*Instructions to follow*. Everything from the line that holds "Reviewer note: every instance of the tree trunk" through the end of the data below should be output exactly, both ends included.

*Listed entries*.
□ □ □ □

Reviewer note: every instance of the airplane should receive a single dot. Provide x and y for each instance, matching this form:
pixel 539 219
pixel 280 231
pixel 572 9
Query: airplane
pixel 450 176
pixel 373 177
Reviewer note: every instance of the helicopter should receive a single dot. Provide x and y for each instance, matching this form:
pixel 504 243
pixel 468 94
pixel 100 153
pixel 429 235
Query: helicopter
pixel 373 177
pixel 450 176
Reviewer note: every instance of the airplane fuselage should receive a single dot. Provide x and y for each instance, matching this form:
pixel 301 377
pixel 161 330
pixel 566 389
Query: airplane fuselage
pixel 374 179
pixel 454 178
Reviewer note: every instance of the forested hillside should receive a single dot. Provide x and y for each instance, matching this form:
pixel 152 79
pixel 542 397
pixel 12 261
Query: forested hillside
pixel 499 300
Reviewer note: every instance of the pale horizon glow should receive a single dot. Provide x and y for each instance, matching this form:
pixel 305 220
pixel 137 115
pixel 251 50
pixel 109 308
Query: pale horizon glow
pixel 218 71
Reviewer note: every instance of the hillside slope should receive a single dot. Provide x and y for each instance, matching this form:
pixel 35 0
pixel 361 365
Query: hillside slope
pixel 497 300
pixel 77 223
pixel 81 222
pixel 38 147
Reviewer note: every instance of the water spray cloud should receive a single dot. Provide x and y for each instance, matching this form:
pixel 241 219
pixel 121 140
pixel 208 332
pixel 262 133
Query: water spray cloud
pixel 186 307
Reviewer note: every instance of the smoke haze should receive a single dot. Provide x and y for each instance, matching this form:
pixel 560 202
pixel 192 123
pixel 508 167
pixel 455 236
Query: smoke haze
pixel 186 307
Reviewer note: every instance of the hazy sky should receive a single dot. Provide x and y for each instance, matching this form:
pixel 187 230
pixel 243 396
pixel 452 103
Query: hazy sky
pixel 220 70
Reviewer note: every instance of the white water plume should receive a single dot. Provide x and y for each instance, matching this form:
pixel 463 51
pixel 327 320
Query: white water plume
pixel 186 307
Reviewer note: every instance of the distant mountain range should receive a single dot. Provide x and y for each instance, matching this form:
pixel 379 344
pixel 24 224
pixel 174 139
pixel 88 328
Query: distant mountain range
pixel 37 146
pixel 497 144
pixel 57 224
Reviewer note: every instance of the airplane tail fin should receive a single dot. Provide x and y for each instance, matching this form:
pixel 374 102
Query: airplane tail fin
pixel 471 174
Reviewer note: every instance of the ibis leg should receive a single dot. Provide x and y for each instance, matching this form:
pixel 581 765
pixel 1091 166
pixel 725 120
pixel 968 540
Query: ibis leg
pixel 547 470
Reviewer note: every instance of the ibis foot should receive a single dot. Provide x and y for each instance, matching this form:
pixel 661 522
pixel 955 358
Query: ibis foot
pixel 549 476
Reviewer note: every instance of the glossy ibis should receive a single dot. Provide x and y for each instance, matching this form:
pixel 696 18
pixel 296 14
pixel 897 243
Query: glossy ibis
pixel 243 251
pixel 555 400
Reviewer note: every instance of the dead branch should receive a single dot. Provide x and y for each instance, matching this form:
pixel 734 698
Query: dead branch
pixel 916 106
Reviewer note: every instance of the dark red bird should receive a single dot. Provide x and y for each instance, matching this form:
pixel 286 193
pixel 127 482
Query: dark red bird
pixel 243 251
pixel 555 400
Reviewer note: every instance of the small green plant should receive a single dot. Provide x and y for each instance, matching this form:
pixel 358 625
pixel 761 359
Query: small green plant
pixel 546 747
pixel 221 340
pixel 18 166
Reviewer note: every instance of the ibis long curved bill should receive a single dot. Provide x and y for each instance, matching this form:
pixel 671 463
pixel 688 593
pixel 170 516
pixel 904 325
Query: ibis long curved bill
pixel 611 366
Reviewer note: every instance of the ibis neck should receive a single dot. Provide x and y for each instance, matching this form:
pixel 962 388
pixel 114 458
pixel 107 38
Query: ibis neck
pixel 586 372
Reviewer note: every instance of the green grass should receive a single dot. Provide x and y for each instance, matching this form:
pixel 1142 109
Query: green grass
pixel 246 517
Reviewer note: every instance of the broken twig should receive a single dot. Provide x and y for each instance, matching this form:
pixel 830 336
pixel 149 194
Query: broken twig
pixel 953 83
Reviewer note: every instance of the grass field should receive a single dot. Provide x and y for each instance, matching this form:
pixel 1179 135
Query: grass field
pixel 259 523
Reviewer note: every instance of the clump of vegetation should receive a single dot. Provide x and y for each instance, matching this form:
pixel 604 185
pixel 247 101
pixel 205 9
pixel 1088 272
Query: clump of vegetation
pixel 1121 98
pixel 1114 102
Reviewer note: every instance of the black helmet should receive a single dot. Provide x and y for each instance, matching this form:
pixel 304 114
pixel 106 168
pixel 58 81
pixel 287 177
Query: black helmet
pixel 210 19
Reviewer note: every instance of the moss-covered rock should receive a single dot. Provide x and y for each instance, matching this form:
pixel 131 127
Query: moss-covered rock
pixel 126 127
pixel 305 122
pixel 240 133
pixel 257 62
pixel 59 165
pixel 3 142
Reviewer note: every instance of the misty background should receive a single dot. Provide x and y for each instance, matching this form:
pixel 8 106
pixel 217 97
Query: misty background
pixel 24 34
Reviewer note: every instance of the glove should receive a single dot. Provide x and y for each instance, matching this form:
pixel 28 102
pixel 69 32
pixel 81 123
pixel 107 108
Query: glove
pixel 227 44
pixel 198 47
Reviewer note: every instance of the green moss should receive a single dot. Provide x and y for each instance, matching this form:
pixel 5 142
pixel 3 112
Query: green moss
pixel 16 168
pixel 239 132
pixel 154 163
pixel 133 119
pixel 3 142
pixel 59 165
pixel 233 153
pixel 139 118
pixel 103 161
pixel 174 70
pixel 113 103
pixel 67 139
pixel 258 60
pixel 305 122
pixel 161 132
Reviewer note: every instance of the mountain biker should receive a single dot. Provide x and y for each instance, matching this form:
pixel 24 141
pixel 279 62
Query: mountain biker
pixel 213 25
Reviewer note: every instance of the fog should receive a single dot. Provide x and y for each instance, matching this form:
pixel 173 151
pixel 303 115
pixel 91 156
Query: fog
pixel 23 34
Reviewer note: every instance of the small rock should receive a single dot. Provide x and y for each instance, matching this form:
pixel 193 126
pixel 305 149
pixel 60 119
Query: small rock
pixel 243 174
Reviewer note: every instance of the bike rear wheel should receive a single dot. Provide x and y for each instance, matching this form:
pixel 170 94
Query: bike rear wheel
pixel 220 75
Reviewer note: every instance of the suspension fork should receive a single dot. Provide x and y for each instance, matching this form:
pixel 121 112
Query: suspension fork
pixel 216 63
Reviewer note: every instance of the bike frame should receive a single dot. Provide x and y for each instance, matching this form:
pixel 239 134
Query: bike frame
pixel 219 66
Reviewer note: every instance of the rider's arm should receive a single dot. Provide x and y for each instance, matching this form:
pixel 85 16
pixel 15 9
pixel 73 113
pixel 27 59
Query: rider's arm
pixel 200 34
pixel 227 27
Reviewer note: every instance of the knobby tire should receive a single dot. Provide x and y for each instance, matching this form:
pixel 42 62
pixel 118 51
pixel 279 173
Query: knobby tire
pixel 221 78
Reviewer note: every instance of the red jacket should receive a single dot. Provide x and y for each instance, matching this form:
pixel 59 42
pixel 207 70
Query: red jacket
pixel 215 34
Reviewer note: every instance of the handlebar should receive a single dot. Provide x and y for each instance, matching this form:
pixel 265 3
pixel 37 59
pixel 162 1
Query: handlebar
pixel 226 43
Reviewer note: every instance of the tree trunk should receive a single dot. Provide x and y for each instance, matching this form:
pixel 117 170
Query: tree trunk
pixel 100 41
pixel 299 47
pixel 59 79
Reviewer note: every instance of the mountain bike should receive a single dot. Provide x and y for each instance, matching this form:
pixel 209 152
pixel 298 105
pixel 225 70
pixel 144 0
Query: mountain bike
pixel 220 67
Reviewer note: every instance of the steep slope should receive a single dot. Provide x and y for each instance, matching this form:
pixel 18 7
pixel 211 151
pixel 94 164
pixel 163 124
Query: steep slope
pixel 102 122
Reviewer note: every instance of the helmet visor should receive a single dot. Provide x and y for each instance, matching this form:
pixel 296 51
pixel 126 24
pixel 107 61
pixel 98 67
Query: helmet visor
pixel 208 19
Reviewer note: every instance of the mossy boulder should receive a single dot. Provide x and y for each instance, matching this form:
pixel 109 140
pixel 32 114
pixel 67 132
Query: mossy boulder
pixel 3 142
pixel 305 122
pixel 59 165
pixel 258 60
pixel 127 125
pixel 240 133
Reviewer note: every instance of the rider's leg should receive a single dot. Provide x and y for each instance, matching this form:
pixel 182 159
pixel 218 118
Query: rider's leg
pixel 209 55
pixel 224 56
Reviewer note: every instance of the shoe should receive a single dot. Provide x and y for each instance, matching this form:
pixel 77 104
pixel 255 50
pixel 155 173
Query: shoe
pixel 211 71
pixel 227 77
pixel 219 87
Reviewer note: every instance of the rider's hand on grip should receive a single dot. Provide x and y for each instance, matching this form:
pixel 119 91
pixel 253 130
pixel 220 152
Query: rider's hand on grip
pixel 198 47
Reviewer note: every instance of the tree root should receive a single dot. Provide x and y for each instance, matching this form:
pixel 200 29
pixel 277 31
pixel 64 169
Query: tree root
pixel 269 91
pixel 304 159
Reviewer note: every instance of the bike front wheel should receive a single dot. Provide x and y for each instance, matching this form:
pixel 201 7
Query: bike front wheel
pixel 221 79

□ □ □ □

*Response to this task*.
Reviewer note: every instance of the tree trunk should receive a single dot. Provide x and y for each instance, matching this form:
pixel 117 170
Query: tree trunk
pixel 100 41
pixel 299 47
pixel 59 79
Reviewer note: every instance of the mountain bike should receive a single dot. Provide x and y for each instance, matching this form:
pixel 209 152
pixel 298 105
pixel 225 70
pixel 144 0
Query: mountain bike
pixel 220 67
Reviewer note: every instance of the steep slope should receive a single dot. Provide x and y for each instance, matching this form:
pixel 18 7
pixel 211 151
pixel 94 164
pixel 163 124
Query: steep slope
pixel 102 122
Reviewer note: every instance of the helmet visor should receive a single dot. Provide x and y for each instance, matching this form:
pixel 296 51
pixel 126 24
pixel 107 61
pixel 98 67
Query: helmet visor
pixel 208 19
Reviewer note: every instance of the mossy boulder should receive a single dot. Provide x and y for each instance, matching this form:
pixel 109 140
pixel 32 114
pixel 67 132
Query: mossy boulder
pixel 3 142
pixel 305 122
pixel 59 165
pixel 258 60
pixel 127 125
pixel 240 133
Reviewer note: every instance of the rider's leg should receive a single dot. Provide x and y for each instance, matching this form:
pixel 182 159
pixel 218 118
Query: rider's leg
pixel 209 55
pixel 224 56
Reviewer note: every instance of the shoe should receive a single dot. Provide x and y for each instance, matching this form:
pixel 77 104
pixel 255 50
pixel 155 173
Query: shoe
pixel 211 71
pixel 227 77
pixel 219 87
Reviewer note: every instance of the rider's hand on grip should receive a single dot. Provide x and y for each instance, matching this form:
pixel 119 91
pixel 253 130
pixel 220 152
Query: rider's hand on grip
pixel 198 47
Reviewer note: every instance of the tree root should receive a single dot. Provide x and y for each instance, matching this form:
pixel 200 29
pixel 277 31
pixel 64 169
Query: tree root
pixel 269 91
pixel 304 159
Reviewer note: every instance of the bike front wheel should receive a single dot. Provide x and y for each instance, matching this form:
pixel 201 7
Query: bike front wheel
pixel 221 79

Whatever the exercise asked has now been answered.